### PROVIDED RECORDS

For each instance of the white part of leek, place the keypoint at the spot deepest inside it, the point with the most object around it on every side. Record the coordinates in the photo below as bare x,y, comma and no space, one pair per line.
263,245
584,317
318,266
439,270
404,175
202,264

* * *

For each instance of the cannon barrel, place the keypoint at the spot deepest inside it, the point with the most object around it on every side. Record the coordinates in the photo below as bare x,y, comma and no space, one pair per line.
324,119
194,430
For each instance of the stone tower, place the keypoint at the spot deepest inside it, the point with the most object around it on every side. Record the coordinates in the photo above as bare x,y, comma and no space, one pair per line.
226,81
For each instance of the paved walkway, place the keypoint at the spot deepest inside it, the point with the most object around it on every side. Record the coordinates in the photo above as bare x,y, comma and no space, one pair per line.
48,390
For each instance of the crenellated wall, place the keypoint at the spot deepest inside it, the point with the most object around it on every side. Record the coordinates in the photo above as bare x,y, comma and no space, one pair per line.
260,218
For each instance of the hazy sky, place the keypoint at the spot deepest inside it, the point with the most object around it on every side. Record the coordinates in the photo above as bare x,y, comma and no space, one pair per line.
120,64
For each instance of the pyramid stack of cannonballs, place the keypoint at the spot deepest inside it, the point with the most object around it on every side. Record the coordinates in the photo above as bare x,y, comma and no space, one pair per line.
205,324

### GIVEN INSTRUCTION
Pull out every row above that contains the string "below". Case counts.

### WRITTEN RESPONSE
For each instance of the white part of leek, place the keypoint at the spot deepest inside it, the point with the most object around it on every side. Record the coordinates in the photo below as bare x,y, comma and no space, one pair per line.
For each instance of the cannon barrel, place the keypoint at the spot deepest inside it, the point with the most object around it on every side. Record the coordinates in the photo below as bare x,y, comma and no space, one pair per line.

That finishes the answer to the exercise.